As the province continues to open up and ease COVID-19 restrictions, ICU doctors in Alberta are cautioning people to remain vigilant.
Dr. Darren Markland, an intensive care physician and nephrologist at the Royal Alex, wanted to visually remind people of the risk COVID-19 still poses so he sent a tweet showing the stockpile of ventilators at his hospital.
“I ride my bike into the hospital every day. Now I see the playgrounds full, I see kids playing basketball, I see people going to restaurants and I’m pretty sure they’re not families.
“I’ve given Albertans an A+ on what they’ve done but it’s midterms – the final marks are not out,” he said.
“We will have outbreaks. This is a brand-new virus. We’re at a point where we have expanded testing and what we’ve done is bought ourselves a lot of time to get it right because we know there will be infections coming forward.”
Markland is hopeful the photo in his tweet gets the message across that we are not out of the woods yet.
“There’s been a lot of words. I think those words have been brilliantly delivered by our chief medical officer of health.
“But a visual representation of all the work that’s gone into getting ready for this I think cuts through some of that mental fatigue about hearing the updates and hearing the numbers.”
As COVID-19 cases started to present themselves in Canada earlier this year, there was a marked shift in March in Markland’s day-to-day routine at the hospital.
“The whole feeling of the hospital changed. The intensive care unit was a tense place because we started to see an influx of pneumonias. That’s a time when we get a lot of viral pneumonias and influenza but every case, we were worried it was going to be COVID,” he said.
There was a slightly ominous feeling as the reality and the gravity of the situation set in.
“One of those things that really brought me to tears: I realized I had to update my will. There was a legitimate concern, at that time, that health-care providers would catch it and get sick and die.
“This was when New York was being overwhelmed,” he said.
“As Albertans did the right thing and shut the virus down, there was a huge sigh of relief. But we’ve never take it for granted. We still wash our hands until our skin is almost coming off.”

> DATA SEGMENT
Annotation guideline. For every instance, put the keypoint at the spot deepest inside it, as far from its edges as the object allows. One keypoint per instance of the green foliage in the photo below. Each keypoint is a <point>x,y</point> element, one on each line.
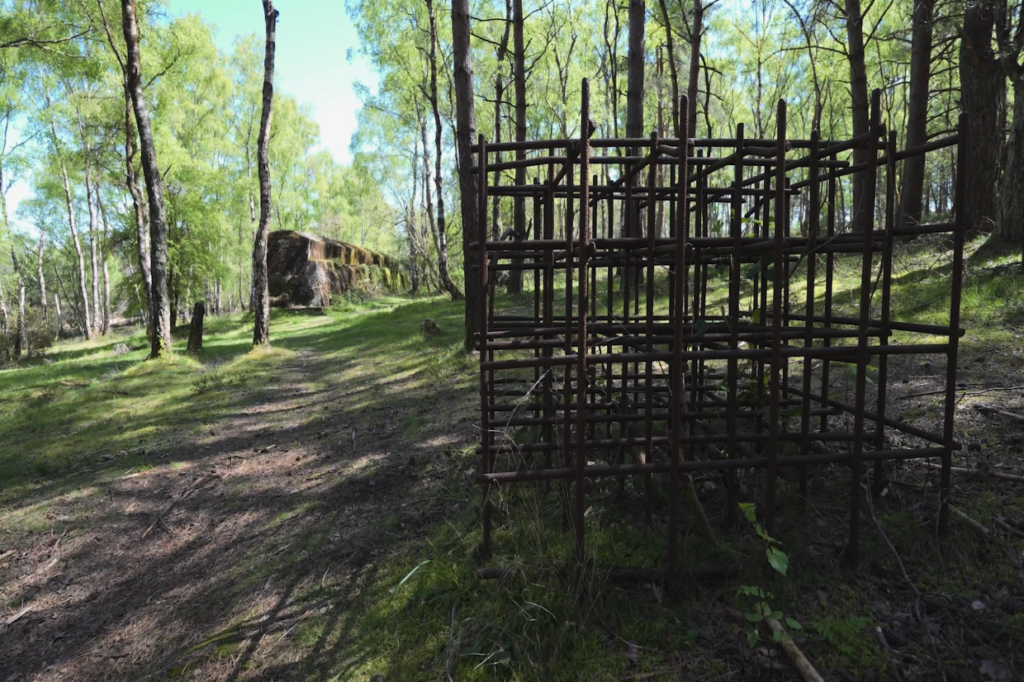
<point>756,598</point>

> PROBLEMS TO WORK ON
- 1) Answer these questions from the article on Alberta ICU doctors and COVID-19:
(a) How does Dr. Darren Markland travel to the hospital each day?
(b) What grade has he given Albertans for what they have done?
(c) What did he realize he had to update?
- 2) Write the next few paragraphs of the article on Alberta ICU doctors and COVID-19, following on from its final paragraph.

> RESPONSES
- 1)
(a) He rides his bike.
(b) An A+.
(c) His will.

- 2)
Markland stresses Albertans need to continue to follow public health guidance.
“We’re taking some liberties now. That’s human nature. But when you see the next outbreak come out, don’t be surprised. Don’t get mad. Don’t take it too hard.
“Realize the information is there and we should follow it,” he said, citing the need to physically distance and wash your hands.
A decision about Phase 2 of relaunch is expected early next week.
“Enjoy your summer but follow the rules.
“When you go out to the restaurants, when you do your shopping, remember what it was like in March,” Markland said.
Dr. Erika MacIntyre, vice-president of the Edmonton Zone Medical Staff Association, is an intensive respirologist at the Misericordia Hospital. As the province prepares to open up even more, she said the health-care system is ready.
“We are prepared. If need be, we can isolate and we can do this,” she said.
“Hospitals have not been all that busy. That’s been good right? We didn’t want what happened in some other places to happen here. We have been prepared and we have not seen a lot of cases in the ICU or even in the hospitals.”
MacIntyre said it is important to move on to the next phase of relaunch.
“We’re thinking about keeping our death rates low, keeping our numbers in hospital at a reasonable level but that comes at a price, I believe, in quality in life,” she said.
However, that doesn’t mean forgetting about public health measures.
“Do what’s right for you based on your age, your health status, your mental well-being,” MacIntyre said.